*** SELECTED TEXT ***

Elaine Kendall, writing in the Los Angeles Times, called Women "ferociously misogynistic" and wrote that the novel "splinters into frank pornography." [6] Kendall went on to say that "Women may be the first pointillist post-feminist novel," and contended that "Women stridently demands to be taken seriously as a nihilistic satire on philosophy, religion, the arts, social science, America, France, and whatever else swims into view." [6]
Other reviewers were less troubled by the ostensibly misogynist content. Leon Roudiez, writing in World Literature Today, maintained that in opposition to the book's "macho rhythm," Sollers's writing in Women also displayed "a female tide that gives it a complex, perplexing quality." [7] Roudiez went on to praise Women as "a personal prospect of the intellectual, literary, and political scene during the past few years as well as an account of [Sollers's] own concerns and obsessions." [7] Roudiez was laudatory in his assessment, calling Women "a book that should be read by all those interested in the contemporary scene as well as those who might be troubled by Bataille's notion of eroticism as the sanctioning of life unto death." [7] Roudiez contended that the book "might teach us more about contemporary reality than the ponderous writings of historians could do." [7]
The Antioch Review, in its assessment of Women, hailed the novel as "a very interesting trip into the fantastic mental Odyssey of a modern writer." [2] In particular, the Antioch Review found Will to be a fascinating character, describing him as "witty, aggressive, narcissistic, and driven by the relentless desire to explore contemporary life." [2]
The London Review of Books gave a more measured assessment of Women and emphasized the correspondences between the characters in the novel and real luminaries from the French literary and philosophical world: "Women is not only, as the title suggests, a kiss-and-tell epic ... but an explicit roman à clef containing mildly scandalous and instantly recognizable portraits of such celebrated figures as Lacan, Althusser, and Barthes." [3] Conceding that Women is "infectiously high-spirited at times," the reviewer concluded that the book seemed "not so much a machine to think as a machine for ego-massaging.... Whether Woman adds to or detracts from Philippe Sollers's notoriety is, in the end, a pretty trivial question." [3]
Susan Ireland, writing about Women for The Review of Contemporary Fiction, recommended the book, stating that "those willing to join Sollers in his playful romp through Parisian literary milieux may well enjoy the social satire and the effervescent virtuosity of his style." [1]
Extended considerations of Women appear in the book-length treatments of Sollers's oeuvre by Roland Champagne and Malcolm Pollard. Champagne contends that despite Sollers's turn to a more straightforward narrative style than in his previous experimental works, this change "is undercut by the self-deprecating tone of the narrative voice." [8] Champagne goes on to point out that Sollers's "style is not flatly sincere... the humor of Femmes is subtle because the sexism of the narrator and the other males is asserted by response to the assertive threats of the women characters." [9]
Both Roland Champagne and Malcolm Pollard see Sollers's fascination with William de Kooning as central to the novel, and crucial to understanding novel's perspective on women. "The feminine side of De Kooning intrigues Sollers and might be very similar to the side of Sollers that is suggested in the portrayal of women in Femmes. The desires of women are not obvious to men and yet both of these artists, De Kooning and Sollers, involve their own eroticism in a fascination with desiring women." [10] Pollard argues that Sollers sees De Kooning as an "ally" for his narrator since De Kooning's life, like Will's, is marked by battle against dogmatic enemies. Pollard identifies an "analogy ... between De Kooning as a painter attacked for the form and content of his art, and Will as narrator concerned with the threat posed to freedom of expression in the novel." [11]
An English-language excerpt from Women was published in Yale French Studies in 1988, [12] and Women appeared in an English translation by Barbara Bray in 1990.

*** End of SELECTED TEXT ***
*** RECORDS ***

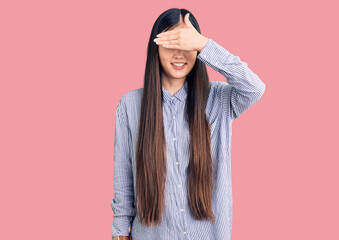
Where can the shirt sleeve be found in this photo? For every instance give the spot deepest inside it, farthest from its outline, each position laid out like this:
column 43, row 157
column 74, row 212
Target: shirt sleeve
column 244, row 87
column 123, row 202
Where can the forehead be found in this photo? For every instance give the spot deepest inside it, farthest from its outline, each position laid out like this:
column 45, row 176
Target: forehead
column 181, row 25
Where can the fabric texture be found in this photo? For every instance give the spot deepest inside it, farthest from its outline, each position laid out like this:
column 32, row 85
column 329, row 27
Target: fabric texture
column 226, row 102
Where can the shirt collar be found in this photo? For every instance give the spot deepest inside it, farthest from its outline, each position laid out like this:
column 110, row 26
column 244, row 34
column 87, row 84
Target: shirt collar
column 180, row 95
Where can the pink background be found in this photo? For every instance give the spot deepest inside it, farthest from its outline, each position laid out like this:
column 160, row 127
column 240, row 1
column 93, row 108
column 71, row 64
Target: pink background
column 65, row 64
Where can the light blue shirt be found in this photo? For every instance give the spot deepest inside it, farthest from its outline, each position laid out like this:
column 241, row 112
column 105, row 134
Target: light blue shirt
column 226, row 102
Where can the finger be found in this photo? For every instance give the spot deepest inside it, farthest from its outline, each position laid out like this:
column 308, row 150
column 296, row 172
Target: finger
column 176, row 31
column 166, row 38
column 187, row 21
column 168, row 42
column 171, row 46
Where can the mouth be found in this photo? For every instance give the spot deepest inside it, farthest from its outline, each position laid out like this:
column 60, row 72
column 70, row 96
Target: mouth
column 178, row 66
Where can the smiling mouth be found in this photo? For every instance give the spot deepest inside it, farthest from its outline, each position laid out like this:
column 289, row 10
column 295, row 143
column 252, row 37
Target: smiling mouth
column 178, row 67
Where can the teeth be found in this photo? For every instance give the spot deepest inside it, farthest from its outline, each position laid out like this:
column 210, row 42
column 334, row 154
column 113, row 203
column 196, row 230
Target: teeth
column 178, row 64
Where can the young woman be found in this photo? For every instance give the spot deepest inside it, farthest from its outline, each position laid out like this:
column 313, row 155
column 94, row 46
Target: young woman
column 172, row 150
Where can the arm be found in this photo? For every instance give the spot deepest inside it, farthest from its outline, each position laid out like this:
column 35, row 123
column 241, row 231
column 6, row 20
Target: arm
column 123, row 202
column 244, row 87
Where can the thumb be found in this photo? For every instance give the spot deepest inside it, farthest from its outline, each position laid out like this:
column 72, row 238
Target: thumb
column 187, row 21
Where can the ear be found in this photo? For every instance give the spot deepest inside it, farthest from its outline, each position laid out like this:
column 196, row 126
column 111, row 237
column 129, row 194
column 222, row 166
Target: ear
column 187, row 21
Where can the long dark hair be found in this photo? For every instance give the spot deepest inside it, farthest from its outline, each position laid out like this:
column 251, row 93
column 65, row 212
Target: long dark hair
column 151, row 145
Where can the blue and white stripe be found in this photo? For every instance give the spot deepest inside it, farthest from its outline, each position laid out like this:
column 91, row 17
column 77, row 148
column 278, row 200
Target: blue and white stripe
column 226, row 102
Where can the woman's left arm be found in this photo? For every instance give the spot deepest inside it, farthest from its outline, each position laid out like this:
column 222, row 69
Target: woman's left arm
column 244, row 87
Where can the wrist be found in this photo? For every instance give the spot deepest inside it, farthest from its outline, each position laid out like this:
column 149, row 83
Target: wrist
column 122, row 238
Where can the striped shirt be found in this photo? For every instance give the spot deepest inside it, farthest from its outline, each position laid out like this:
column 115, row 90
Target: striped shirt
column 226, row 102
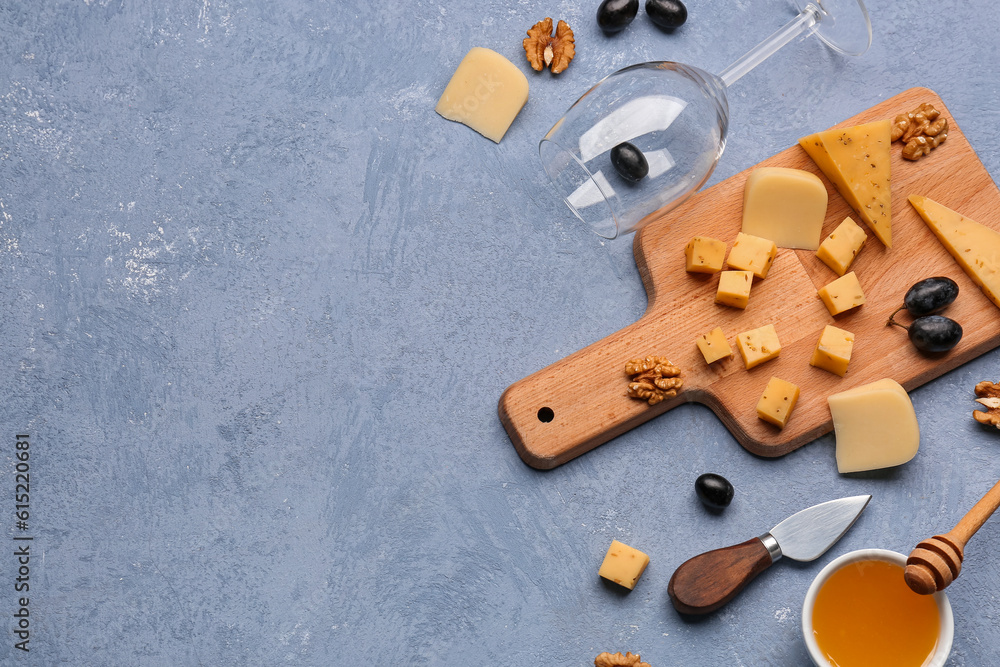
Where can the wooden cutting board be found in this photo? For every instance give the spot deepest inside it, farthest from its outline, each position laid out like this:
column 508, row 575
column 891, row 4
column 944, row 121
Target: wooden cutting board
column 580, row 402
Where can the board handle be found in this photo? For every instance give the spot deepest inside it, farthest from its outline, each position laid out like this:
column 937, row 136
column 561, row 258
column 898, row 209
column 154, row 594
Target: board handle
column 708, row 581
column 581, row 401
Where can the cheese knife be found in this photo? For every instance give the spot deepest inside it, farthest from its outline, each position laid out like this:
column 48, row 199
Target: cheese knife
column 708, row 581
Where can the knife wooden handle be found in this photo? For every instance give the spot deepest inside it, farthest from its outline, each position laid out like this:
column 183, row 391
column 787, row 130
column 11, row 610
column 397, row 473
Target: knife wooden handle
column 708, row 581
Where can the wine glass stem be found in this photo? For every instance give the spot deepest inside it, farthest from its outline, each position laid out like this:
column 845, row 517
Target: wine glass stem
column 809, row 17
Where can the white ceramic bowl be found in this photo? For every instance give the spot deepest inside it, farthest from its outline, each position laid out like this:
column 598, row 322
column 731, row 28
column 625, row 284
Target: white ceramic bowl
column 947, row 633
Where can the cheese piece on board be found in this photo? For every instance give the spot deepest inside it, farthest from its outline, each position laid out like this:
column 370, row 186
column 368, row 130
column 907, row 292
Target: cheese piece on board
column 875, row 425
column 734, row 288
column 758, row 345
column 787, row 206
column 974, row 246
column 833, row 351
column 623, row 564
column 842, row 294
column 777, row 402
column 843, row 244
column 752, row 253
column 856, row 160
column 714, row 346
column 486, row 93
column 704, row 255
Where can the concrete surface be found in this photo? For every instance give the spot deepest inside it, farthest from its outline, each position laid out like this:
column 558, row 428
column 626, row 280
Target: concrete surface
column 259, row 302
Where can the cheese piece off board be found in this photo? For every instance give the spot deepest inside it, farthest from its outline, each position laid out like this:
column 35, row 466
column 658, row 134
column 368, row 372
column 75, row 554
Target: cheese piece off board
column 580, row 402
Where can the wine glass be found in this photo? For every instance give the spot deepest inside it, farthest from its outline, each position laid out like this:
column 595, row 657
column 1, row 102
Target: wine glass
column 676, row 116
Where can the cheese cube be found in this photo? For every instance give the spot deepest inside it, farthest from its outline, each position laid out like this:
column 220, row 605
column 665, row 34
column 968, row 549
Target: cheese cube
column 486, row 93
column 714, row 345
column 758, row 345
column 704, row 255
column 840, row 248
column 833, row 351
column 734, row 288
column 752, row 253
column 787, row 206
column 623, row 564
column 875, row 425
column 842, row 294
column 777, row 402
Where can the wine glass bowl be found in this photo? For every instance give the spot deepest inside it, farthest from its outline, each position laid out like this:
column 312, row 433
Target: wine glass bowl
column 677, row 116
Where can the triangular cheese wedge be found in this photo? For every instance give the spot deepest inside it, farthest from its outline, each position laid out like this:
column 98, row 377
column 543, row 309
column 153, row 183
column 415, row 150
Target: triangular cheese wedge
column 856, row 159
column 974, row 246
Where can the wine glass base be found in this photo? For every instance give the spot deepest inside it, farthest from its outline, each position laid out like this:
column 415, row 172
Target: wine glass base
column 843, row 25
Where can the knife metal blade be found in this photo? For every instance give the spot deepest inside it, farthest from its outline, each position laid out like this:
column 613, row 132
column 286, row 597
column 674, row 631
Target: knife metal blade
column 806, row 535
column 708, row 581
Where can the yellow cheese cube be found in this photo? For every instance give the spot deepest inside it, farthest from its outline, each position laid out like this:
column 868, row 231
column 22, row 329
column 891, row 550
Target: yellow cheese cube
column 787, row 206
column 752, row 253
column 876, row 426
column 758, row 345
column 833, row 351
column 704, row 255
column 840, row 248
column 623, row 564
column 734, row 288
column 714, row 345
column 486, row 93
column 842, row 294
column 777, row 402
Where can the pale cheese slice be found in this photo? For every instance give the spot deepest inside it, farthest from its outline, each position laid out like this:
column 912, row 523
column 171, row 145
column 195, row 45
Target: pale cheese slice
column 974, row 246
column 856, row 159
column 486, row 93
column 876, row 426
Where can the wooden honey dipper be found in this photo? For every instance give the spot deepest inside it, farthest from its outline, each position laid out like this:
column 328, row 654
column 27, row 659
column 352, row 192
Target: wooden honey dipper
column 936, row 562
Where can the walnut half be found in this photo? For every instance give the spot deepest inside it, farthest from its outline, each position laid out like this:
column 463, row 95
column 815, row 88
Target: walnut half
column 545, row 50
column 921, row 130
column 653, row 379
column 989, row 395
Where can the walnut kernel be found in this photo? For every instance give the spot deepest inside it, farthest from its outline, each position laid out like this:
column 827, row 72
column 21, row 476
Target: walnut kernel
column 921, row 130
column 653, row 379
column 618, row 660
column 989, row 395
column 545, row 50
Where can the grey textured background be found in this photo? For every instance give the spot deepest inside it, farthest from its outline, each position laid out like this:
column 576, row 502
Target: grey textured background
column 259, row 302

*** End of RECORDS ***

## WHAT THE TASK ASKS:
From the text about the novel Women, list every periodical whose assessment of the book is quoted.

## TASK ANSWER:
Los Angeles Times
World Literature Today
The Antioch Review
The London Review of Books
The Review of Contemporary Fiction